_EXERCISE OBJECTIVE_. Below are entries; output exactly the lines from the one with "compact form (92,6)." to the one with "compact form (45,148).", both included, and nothing else.

_RECORD EXCERPTS_.

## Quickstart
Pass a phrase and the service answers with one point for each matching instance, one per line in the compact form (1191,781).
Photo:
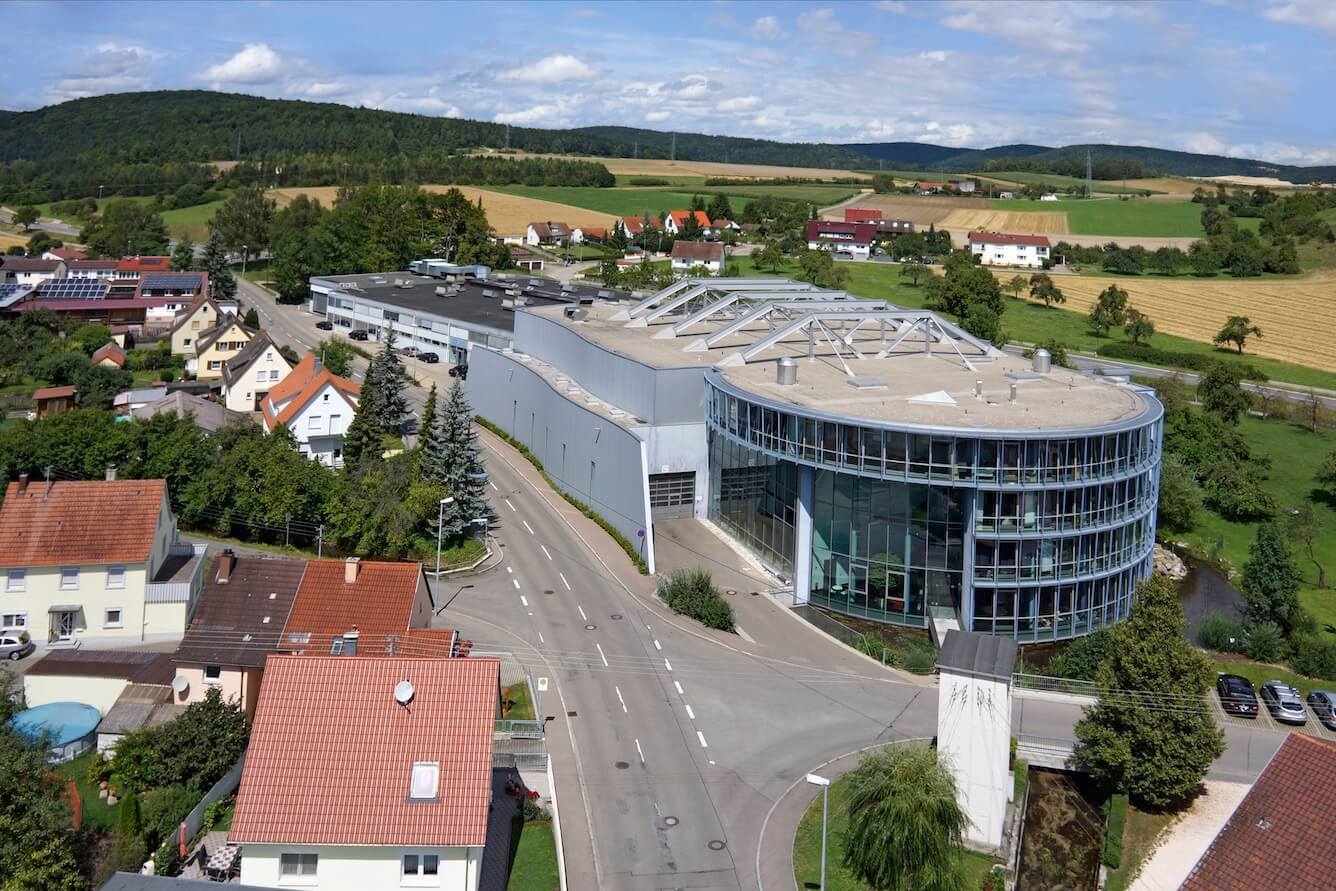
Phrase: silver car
(15,644)
(1284,703)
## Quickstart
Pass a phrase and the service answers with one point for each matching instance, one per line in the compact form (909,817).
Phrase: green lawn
(533,859)
(1112,217)
(1029,322)
(807,848)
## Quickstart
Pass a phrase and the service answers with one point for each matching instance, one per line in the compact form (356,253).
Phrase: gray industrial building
(882,460)
(437,306)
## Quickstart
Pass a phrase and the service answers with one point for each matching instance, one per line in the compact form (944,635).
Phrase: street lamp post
(826,811)
(440,529)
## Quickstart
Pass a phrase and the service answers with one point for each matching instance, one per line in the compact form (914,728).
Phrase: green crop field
(1109,217)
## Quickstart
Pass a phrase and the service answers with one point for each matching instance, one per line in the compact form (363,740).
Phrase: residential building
(253,373)
(432,311)
(315,405)
(1004,249)
(1277,835)
(199,317)
(854,239)
(48,401)
(885,461)
(110,355)
(409,808)
(215,346)
(547,233)
(30,270)
(688,255)
(95,560)
(206,413)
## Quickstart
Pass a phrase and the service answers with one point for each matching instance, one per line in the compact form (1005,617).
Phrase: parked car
(16,644)
(1284,703)
(1236,695)
(1323,701)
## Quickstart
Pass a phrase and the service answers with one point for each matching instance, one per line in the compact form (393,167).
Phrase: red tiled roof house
(94,560)
(369,774)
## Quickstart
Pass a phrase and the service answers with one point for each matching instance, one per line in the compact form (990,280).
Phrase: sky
(1243,78)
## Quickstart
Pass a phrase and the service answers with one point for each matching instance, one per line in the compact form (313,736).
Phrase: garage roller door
(672,496)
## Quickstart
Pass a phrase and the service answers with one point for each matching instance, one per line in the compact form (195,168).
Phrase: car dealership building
(882,460)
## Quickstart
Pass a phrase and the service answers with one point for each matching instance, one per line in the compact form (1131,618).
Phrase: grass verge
(533,858)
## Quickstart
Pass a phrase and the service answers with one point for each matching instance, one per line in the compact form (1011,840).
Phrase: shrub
(1264,641)
(1220,633)
(1313,657)
(691,592)
(1116,818)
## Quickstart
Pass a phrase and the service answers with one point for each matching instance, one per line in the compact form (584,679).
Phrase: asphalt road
(672,744)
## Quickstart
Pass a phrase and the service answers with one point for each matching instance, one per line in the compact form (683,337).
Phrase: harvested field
(1297,317)
(508,214)
(1016,222)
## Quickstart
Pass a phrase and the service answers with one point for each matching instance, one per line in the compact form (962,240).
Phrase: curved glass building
(889,464)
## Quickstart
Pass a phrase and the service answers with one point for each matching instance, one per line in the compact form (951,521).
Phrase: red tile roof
(1279,835)
(380,604)
(698,251)
(1004,238)
(80,522)
(331,752)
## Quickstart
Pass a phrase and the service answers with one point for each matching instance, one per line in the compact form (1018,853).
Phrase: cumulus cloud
(767,28)
(559,68)
(255,63)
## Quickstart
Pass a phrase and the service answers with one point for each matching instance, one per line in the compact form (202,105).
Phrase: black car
(1236,695)
(1323,701)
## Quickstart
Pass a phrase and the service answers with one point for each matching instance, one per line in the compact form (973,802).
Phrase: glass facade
(1037,539)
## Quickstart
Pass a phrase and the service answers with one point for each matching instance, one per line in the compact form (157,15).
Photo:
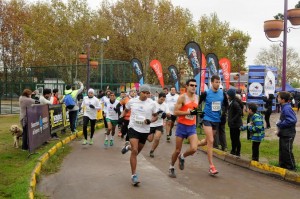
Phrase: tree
(217,37)
(273,57)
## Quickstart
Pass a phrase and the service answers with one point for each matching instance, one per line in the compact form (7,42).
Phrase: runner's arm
(178,106)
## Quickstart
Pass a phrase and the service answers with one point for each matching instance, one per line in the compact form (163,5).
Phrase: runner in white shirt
(104,101)
(156,128)
(171,100)
(90,105)
(143,113)
(111,118)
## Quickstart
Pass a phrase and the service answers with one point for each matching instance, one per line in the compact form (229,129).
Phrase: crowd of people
(141,118)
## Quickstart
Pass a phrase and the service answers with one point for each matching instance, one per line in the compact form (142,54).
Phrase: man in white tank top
(171,100)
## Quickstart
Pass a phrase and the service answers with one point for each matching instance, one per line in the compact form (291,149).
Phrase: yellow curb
(38,168)
(44,158)
(292,176)
(33,182)
(268,168)
(52,151)
(59,145)
(72,137)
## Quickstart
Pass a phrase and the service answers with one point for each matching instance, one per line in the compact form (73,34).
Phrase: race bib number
(189,117)
(216,106)
(139,120)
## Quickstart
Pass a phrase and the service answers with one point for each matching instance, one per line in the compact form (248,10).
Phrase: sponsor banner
(174,74)
(156,66)
(226,69)
(38,126)
(194,55)
(203,72)
(56,116)
(138,69)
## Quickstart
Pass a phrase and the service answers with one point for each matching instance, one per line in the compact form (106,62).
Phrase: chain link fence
(14,81)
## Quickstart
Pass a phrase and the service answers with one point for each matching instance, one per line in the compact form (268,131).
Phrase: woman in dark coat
(269,101)
(235,113)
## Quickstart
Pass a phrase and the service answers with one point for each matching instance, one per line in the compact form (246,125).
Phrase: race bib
(216,106)
(139,120)
(189,117)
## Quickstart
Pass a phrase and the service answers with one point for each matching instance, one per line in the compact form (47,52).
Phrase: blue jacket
(287,122)
(257,130)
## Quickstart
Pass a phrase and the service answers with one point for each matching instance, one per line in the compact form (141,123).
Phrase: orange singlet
(188,106)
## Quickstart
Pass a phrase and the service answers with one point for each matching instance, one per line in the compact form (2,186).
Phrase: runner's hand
(92,106)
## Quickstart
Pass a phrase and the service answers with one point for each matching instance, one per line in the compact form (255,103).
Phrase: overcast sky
(245,15)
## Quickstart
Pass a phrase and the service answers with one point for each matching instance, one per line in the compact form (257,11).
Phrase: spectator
(74,111)
(54,98)
(45,98)
(234,121)
(256,129)
(24,102)
(269,101)
(286,132)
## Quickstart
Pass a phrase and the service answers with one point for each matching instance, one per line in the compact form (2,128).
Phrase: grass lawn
(16,166)
(268,150)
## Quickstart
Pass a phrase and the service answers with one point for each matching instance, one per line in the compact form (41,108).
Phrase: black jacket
(235,115)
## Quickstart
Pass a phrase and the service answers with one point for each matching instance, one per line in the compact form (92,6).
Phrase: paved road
(96,172)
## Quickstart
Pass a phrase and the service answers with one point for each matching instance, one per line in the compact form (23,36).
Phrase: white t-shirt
(163,107)
(110,111)
(140,110)
(104,101)
(91,112)
(171,101)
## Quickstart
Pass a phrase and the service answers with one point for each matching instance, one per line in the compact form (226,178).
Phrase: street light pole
(88,67)
(283,81)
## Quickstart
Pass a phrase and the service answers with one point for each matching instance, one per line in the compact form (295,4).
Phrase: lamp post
(102,42)
(286,16)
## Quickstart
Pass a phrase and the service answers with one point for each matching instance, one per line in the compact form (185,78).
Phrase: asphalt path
(97,172)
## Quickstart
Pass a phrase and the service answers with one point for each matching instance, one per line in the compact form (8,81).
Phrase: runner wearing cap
(91,105)
(143,113)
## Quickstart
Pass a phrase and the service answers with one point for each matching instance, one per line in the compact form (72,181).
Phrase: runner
(214,98)
(91,105)
(111,118)
(186,110)
(156,128)
(143,113)
(171,100)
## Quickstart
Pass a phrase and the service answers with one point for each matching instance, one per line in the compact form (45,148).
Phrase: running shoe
(134,180)
(106,143)
(91,142)
(172,173)
(125,148)
(152,154)
(84,142)
(168,138)
(181,162)
(213,170)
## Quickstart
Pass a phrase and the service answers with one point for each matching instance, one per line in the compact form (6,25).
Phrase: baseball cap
(145,88)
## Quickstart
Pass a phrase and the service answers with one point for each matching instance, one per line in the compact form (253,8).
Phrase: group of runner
(142,119)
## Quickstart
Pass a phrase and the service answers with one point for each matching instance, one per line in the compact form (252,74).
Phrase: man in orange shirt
(186,110)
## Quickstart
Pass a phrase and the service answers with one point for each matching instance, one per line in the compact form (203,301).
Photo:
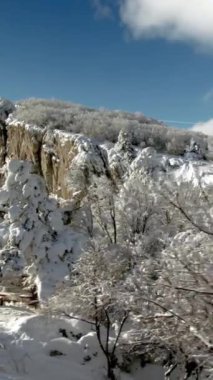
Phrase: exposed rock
(68,162)
(121,155)
(6,107)
(194,151)
(24,142)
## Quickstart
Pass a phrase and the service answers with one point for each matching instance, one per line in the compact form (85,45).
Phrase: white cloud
(184,20)
(102,10)
(205,127)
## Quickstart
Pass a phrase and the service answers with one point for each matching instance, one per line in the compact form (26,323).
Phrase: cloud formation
(205,127)
(183,20)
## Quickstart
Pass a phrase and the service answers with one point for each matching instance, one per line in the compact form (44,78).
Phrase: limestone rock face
(24,142)
(6,107)
(66,161)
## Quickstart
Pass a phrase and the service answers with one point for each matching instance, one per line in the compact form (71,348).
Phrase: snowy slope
(34,347)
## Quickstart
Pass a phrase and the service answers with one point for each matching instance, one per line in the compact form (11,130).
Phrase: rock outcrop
(65,160)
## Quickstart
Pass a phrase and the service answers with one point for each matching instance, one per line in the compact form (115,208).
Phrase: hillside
(105,217)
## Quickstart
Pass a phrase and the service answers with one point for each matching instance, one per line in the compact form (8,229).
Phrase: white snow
(33,347)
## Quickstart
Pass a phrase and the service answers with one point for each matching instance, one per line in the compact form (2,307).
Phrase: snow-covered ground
(34,347)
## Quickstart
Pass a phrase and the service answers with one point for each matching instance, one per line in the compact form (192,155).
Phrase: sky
(149,56)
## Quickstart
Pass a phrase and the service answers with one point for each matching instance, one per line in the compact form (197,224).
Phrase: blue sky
(91,53)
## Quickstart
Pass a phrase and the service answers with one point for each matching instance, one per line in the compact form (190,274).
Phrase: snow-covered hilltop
(111,213)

_RESPONSE TO THE TASK_.
Pass a phrase and the service answers with one point for each matching instance, one per line in the compact form (92,6).
Phrase: paved road
(96,172)
## Quickstart
Pass a phrase and the service answers with one point for each matching instance, one per line in the compact form (23,36).
Phrase: white t-shirt
(163,107)
(110,111)
(140,110)
(104,101)
(91,112)
(171,101)
## Quickstart
Pass a phrase and the service answers with one point for each matching instance, one per line in the compact form (226,178).
Phrase: street light pole
(88,67)
(283,81)
## Quickstart
Pass a phrase and the service answers with one point for each matching instance, one per line in the compact form (295,4).
Phrase: lamp post
(102,42)
(286,16)
## Quickstart
Pass a phrase and the service answers with one point for each matching instance, one per line in the compact form (185,78).
Phrase: asphalt path
(97,172)
## Quickstart
Pass a phrase and the service answers with one point for each matching instance, one per line in the compact form (8,81).
Phrase: runner wearing cap
(91,105)
(143,113)
## Quickstart
Pass a phrase and the service answers with one point for each matching instance, one per line in the compact form (72,181).
Phrase: runner
(214,98)
(91,105)
(111,118)
(186,110)
(156,128)
(143,113)
(171,100)
## Quickstart
Pass a phrase and the service answers with one point for each matching instance, one per line in the compact form (45,148).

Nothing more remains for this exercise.